Skip to main content

SDK — answer_text()

Embeds the query locally, then calls POST /answer. LLM model: llama3.2:1b-instruct-q4_K_M (via Ollama on the host).
result = edge.answer_text(
    "Who won the football match?",
    top_k=5,
    threshold=0.0,
    kiosk_mode=False,
    temperature=0.2,
)
print(result["answer"])
print(result["model"])  # llama3.2:1b-instruct-q4_K_M
for src in result["sources"]:
    print(src["id"], src["score"], src.get("text"))

Optional prompts and history

result = edge.answer_text(
    "What are your hours?",
    top_k=3,
    header_prompt="You are a helpful store assistant.",
    footer_prompt="Answer in one sentence.",
    chat_history=[
        {"role": "user", "content": "Hi"},
        {"role": "assistant", "content": "Hello! How can I help?"},
    ],
)

SDK — answer() with precomputed vector

If you already have a query embedding:
vector = edge.embedder.embed_query("Who won?")

Exercise instructions.
1. In the SDK documentation, which endpoint does answer_text() call after it embeds the query?
2. In the SDK documentation, switch "host" to "server" and write out the passage that begins at the words "Skip to main" and stops after "on the host).".
3. Continue the SDK documentation from the point where it stops.

Provided material.
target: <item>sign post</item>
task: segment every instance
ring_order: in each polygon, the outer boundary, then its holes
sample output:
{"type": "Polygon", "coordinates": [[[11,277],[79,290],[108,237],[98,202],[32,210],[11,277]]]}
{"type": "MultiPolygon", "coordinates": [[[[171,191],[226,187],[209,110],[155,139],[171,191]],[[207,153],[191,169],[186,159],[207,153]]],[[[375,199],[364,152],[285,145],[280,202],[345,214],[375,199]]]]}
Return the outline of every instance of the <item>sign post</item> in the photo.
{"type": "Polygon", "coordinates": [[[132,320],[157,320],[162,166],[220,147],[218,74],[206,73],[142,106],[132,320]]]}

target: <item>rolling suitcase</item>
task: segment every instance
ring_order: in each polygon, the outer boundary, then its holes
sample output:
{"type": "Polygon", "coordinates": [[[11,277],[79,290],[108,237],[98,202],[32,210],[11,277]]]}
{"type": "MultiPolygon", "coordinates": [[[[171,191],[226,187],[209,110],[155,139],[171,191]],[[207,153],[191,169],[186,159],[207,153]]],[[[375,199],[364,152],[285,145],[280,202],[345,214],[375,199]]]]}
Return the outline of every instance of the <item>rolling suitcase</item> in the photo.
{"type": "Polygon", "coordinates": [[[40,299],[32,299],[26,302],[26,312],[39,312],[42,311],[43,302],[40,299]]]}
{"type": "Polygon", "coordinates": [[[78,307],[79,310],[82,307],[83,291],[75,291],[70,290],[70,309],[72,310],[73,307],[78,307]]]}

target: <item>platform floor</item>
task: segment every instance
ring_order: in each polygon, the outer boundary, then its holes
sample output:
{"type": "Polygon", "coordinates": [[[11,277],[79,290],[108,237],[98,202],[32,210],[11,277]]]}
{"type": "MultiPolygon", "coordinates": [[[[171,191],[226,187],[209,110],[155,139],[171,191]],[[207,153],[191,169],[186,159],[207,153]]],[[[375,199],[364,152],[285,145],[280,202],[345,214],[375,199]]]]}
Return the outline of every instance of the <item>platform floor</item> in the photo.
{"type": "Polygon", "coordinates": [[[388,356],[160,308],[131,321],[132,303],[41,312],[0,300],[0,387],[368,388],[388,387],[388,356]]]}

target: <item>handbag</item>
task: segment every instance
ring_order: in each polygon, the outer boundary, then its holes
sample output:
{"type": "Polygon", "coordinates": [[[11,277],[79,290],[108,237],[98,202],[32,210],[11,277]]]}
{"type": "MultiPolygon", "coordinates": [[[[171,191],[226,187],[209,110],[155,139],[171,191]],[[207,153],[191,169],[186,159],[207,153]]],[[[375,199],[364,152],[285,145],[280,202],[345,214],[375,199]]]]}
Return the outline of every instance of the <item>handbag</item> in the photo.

Answers to the exercises.
1. POST /answer

2.
Skip to main content

SDK — answer_text()

Embeds the query locally, then calls POST /answer. LLM model: llama3.2:1b-instruct-q4_K_M (via Ollama on the server).

3.
result = edge.answer("Who won?", vector, top_k=5)

HTTP client

You must supply both query and query_vector:
from moorcheh_edge import MoorchehEdgeApiClient, Embedder

client = MoorchehEdgeApiClient("http://localhost:8080")
embedder = Embedder()
vector = embedder.embed_query("Who won the football match?")

result = client.answer({
    "query": "Who won the football match?",
    "query_vector": vector,
    "top_k": 5,
})
print(result["answer"])

Requirements

  • Store must contain uploaded documents (text or vector mode).
  • Ollama must be running with llama3.2:1b-instruct-q4_K_M (handled by moorcheh-edge up on first run).
For token-by-token output, use answer_stream() with MoorchehEdgeApiClient. See API: Answer and CLI: answer.